Position annotation records

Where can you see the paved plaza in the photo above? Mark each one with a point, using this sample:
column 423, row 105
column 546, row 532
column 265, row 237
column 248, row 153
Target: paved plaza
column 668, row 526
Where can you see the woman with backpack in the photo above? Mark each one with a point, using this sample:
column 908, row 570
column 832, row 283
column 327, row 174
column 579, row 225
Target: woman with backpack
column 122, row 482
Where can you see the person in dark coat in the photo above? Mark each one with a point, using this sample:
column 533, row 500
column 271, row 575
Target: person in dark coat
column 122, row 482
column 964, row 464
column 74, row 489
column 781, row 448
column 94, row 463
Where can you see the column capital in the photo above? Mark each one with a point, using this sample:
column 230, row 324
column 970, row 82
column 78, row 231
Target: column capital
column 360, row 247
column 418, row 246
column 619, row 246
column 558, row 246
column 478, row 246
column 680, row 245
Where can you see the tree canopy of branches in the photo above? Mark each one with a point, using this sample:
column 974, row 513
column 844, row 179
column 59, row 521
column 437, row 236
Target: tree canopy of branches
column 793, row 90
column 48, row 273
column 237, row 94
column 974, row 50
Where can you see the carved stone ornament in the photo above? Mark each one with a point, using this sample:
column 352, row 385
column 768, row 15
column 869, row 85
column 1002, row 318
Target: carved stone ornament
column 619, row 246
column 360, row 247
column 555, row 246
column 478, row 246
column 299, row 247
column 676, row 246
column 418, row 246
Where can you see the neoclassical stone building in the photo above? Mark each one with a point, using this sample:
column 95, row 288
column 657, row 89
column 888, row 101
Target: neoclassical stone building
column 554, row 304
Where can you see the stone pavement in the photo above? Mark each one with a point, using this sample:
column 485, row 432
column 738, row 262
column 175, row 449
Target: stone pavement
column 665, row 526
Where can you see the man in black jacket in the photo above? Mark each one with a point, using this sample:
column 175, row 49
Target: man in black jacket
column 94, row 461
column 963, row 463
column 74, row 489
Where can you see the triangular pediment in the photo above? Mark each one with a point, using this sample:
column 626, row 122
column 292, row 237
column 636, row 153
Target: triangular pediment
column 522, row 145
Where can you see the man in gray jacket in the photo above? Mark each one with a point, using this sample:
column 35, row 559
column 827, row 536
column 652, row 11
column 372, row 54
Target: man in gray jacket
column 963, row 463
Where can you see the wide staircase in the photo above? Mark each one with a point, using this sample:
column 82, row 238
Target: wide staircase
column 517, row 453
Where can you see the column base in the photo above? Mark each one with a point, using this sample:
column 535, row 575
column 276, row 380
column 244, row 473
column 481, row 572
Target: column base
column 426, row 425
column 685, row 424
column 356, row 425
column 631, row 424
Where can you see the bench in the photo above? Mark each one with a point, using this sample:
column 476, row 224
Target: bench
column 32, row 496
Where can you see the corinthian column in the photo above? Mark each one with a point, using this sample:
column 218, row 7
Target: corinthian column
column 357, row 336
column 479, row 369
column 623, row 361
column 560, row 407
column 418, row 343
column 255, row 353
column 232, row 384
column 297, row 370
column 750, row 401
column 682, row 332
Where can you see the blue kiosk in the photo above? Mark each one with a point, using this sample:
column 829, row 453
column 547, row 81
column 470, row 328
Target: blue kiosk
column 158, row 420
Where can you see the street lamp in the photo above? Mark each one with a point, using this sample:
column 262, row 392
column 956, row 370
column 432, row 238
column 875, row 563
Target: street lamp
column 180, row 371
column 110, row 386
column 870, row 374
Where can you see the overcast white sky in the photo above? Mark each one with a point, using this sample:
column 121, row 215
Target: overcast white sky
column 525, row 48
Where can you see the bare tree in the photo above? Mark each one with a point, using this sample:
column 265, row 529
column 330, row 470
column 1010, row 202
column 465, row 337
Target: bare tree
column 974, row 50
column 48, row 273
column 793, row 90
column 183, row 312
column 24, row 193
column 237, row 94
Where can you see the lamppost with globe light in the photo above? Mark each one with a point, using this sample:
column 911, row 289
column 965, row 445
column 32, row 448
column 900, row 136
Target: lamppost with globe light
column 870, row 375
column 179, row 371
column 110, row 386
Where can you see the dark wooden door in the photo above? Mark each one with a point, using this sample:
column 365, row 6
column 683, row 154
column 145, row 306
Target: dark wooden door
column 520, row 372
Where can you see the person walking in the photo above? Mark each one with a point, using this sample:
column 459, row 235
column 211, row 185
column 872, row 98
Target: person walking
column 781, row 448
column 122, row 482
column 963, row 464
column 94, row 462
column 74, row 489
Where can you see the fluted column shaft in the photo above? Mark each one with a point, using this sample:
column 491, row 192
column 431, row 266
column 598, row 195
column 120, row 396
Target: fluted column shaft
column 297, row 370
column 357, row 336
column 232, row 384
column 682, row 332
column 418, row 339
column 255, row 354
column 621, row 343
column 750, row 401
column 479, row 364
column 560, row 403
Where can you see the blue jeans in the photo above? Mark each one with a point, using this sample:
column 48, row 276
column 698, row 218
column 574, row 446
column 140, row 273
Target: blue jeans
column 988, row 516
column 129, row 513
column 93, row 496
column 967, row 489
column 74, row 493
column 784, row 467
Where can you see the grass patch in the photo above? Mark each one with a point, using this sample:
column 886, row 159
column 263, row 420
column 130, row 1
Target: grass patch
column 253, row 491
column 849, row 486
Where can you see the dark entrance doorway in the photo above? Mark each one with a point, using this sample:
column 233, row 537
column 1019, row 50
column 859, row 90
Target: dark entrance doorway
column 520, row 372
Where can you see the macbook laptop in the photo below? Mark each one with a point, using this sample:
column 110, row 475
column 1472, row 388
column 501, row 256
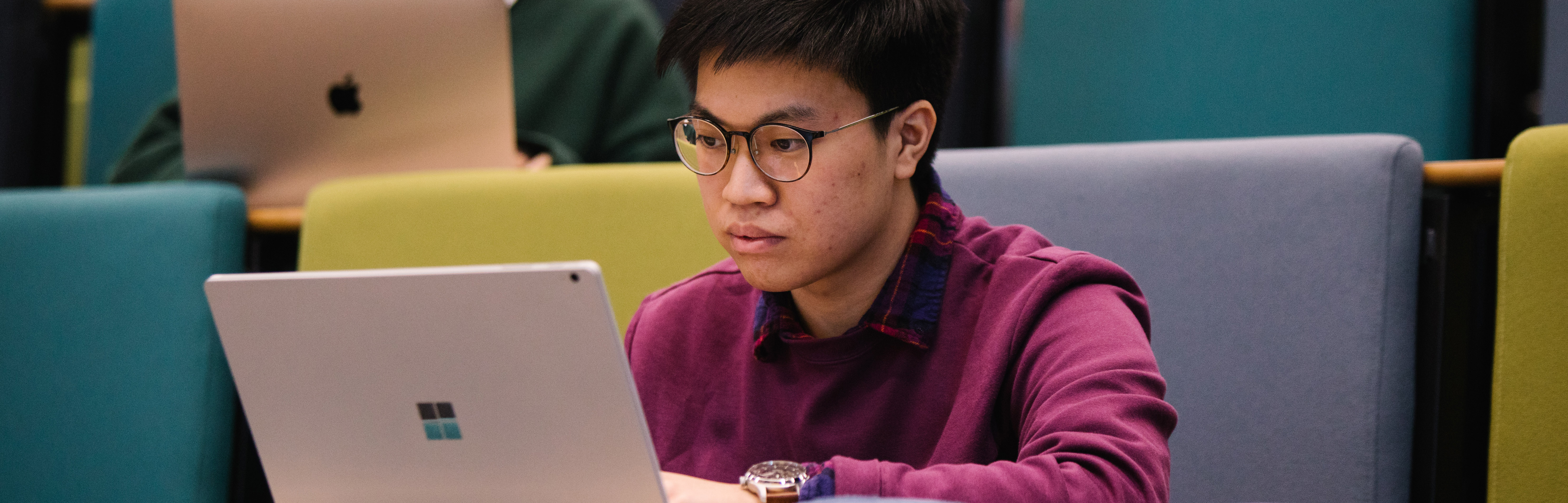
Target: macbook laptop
column 281, row 95
column 437, row 384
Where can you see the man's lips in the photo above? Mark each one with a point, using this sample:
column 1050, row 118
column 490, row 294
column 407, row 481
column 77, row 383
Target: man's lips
column 752, row 240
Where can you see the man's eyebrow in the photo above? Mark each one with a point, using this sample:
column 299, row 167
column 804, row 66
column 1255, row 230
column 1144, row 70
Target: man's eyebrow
column 703, row 112
column 788, row 114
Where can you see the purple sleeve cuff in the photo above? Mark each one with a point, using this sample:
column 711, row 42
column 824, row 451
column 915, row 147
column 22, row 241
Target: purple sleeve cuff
column 821, row 483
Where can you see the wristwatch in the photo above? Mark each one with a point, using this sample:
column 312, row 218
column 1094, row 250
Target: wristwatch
column 775, row 482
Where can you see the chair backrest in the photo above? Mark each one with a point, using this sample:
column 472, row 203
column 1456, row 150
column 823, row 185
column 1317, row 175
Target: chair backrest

## Direction
Revise the material above by replacing every "using this sample" with "following this format" and leaving everything else unchanged. Omit the pictures from your answer.

## Solution
Where can you see the paved plaza in the photo above? Mark each one with a point, following this format:
column 423, row 105
column 546, row 532
column 265, row 237
column 248, row 153
Target: paved plaza
column 668, row 526
Where can you see the woman with backpack in the photo above? Mark each one with a point, following this format:
column 908, row 570
column 832, row 283
column 327, row 174
column 579, row 225
Target: woman with backpack
column 122, row 482
Where can you see the person in dark coat in the photo above? Mark each one with a point, following this format:
column 533, row 500
column 271, row 575
Target: person in dark coat
column 122, row 482
column 964, row 464
column 74, row 489
column 781, row 448
column 94, row 463
Where can you see the column capital in the photo above? Mark each one with a point, following this format:
column 230, row 324
column 970, row 82
column 78, row 231
Target: column capital
column 360, row 247
column 418, row 246
column 619, row 246
column 558, row 246
column 478, row 246
column 680, row 245
Where can you see the tree canopy of branches in the photo above? Mark each one with a point, following this format:
column 974, row 513
column 844, row 179
column 59, row 521
column 437, row 236
Target: tree canopy of branches
column 793, row 90
column 48, row 273
column 237, row 94
column 974, row 50
Where can you see the carved stone ornament in the photo above? Mark each one with a point, following this format:
column 352, row 385
column 768, row 15
column 869, row 85
column 1002, row 318
Target: carved stone ornament
column 619, row 246
column 360, row 247
column 555, row 246
column 478, row 246
column 299, row 247
column 676, row 246
column 418, row 246
Where can you see the neoclassical stone building in the photo above? Mark each one with a point, following this format:
column 95, row 288
column 657, row 89
column 888, row 101
Target: neoclassical stone building
column 554, row 304
Where can you see the stone pavement in the photo above? Mark each one with a point, following this format:
column 485, row 432
column 738, row 262
column 175, row 449
Target: stone pavement
column 665, row 526
Where can you see the man in black jacket in the photo above? Mark each one with a point, following this format:
column 175, row 49
Target: man in black jacket
column 94, row 461
column 963, row 463
column 74, row 489
Where can you see the triangular pediment in the photo above? Mark each one with a point, following this format:
column 626, row 122
column 292, row 237
column 636, row 153
Target: triangular pediment
column 522, row 145
Where can you see the man in gray jacket in the photo above? Mark each one with a point, following this format:
column 35, row 559
column 827, row 536
column 652, row 11
column 372, row 54
Target: man in gray jacket
column 963, row 463
Where can you see the wide staircase in the photo above? Mark each one with a point, following this format:
column 82, row 238
Target: wide staircase
column 517, row 453
Where can you see the column base in the photo above? Mark each one with a point, following this format:
column 535, row 575
column 276, row 380
column 244, row 473
column 481, row 572
Target: column base
column 426, row 425
column 685, row 424
column 356, row 425
column 631, row 424
Where can you see the bench in the photo above? Mark each one with a point, following this format:
column 476, row 224
Target: bench
column 32, row 496
Where can you see the corinthian column in the photo above? Mark each one with a point, following this format:
column 218, row 7
Target: corinthian column
column 357, row 336
column 479, row 369
column 623, row 361
column 560, row 407
column 418, row 343
column 255, row 353
column 232, row 384
column 297, row 370
column 750, row 401
column 682, row 332
Where can you see the blue kiosk in the photo above? Mark each one with a point, following this format:
column 829, row 453
column 547, row 81
column 470, row 328
Target: blue kiosk
column 158, row 420
Where can you see the street lamp in the photo above? Mark each one with a point, following this format:
column 262, row 392
column 956, row 370
column 432, row 238
column 875, row 563
Target: street lamp
column 180, row 371
column 110, row 386
column 870, row 374
Where can you see the overcast white sky in the photo above? Mark each one with a point, following this format:
column 121, row 215
Target: overcast white sky
column 525, row 48
Where can you see the bare tree in the photo above? Mark each one with a point, following this format:
column 265, row 529
column 330, row 470
column 1010, row 202
column 465, row 337
Target: bare tree
column 974, row 50
column 48, row 273
column 793, row 90
column 183, row 312
column 24, row 193
column 237, row 94
Where can you see the lamppost with globe light in the photo above? Mark each one with a point, following this format:
column 911, row 289
column 965, row 445
column 32, row 448
column 900, row 136
Target: lamppost with globe light
column 870, row 375
column 179, row 371
column 110, row 386
Where can you see the dark wooden door in the photo above? Mark each one with a point, following this format:
column 365, row 6
column 683, row 154
column 145, row 306
Target: dark wooden door
column 520, row 372
Where can you see the person walking in the photo above? Mark each one with a point, following this format:
column 459, row 235
column 211, row 185
column 872, row 98
Target: person walking
column 781, row 448
column 122, row 482
column 963, row 464
column 94, row 462
column 74, row 489
Where can you see the fluted column shaft in the photo above? Mark each one with a point, following this format:
column 491, row 192
column 431, row 266
column 598, row 195
column 120, row 396
Target: fluted column shaft
column 297, row 370
column 357, row 336
column 232, row 384
column 682, row 332
column 418, row 339
column 255, row 354
column 621, row 343
column 750, row 401
column 479, row 364
column 560, row 403
Where can you see the blue jeans in the photo above? Mark each one with a point, following this format:
column 48, row 276
column 698, row 218
column 574, row 446
column 140, row 273
Target: blue jeans
column 988, row 516
column 129, row 513
column 93, row 496
column 967, row 489
column 74, row 493
column 784, row 467
Where can you see the grass patch in the photo above? Mark each one with a point, following this format:
column 886, row 159
column 263, row 420
column 130, row 1
Target: grass patch
column 253, row 491
column 849, row 486
Where can you see the dark entrance doorway in the photo above? Mark each one with a point, following this format:
column 233, row 537
column 1019, row 50
column 859, row 90
Target: dark entrance doorway
column 520, row 372
Where can you see the macbook laptop in the photo below? Mark each one with a point, following this format:
column 110, row 475
column 1472, row 388
column 501, row 256
Target: macbook laptop
column 281, row 95
column 437, row 384
Where can you see the man's lips in the photo above? Mark each one with a point, following this format:
column 1050, row 118
column 490, row 294
column 407, row 481
column 77, row 383
Target: man's lips
column 752, row 240
Where can you see the man's eyebrow in the photo above? Mark each one with a point, following this format:
column 299, row 167
column 804, row 66
column 1255, row 230
column 1144, row 70
Target: man's eyebrow
column 703, row 112
column 788, row 114
Where can you see the purple sleeve cuff in the photo above? Mark each one with a point, following this format:
column 711, row 42
column 824, row 451
column 915, row 147
column 22, row 241
Target: purple sleeve cuff
column 821, row 483
Where can you see the wristwatch in the photo above? Mark each one with a point, following this format:
column 312, row 218
column 1094, row 250
Target: wristwatch
column 775, row 482
Where can you see the chair backrest in the photo above? Mark each one with a point, following this format:
column 472, row 203
column 1456, row 150
column 823, row 185
column 1317, row 175
Target: chair backrest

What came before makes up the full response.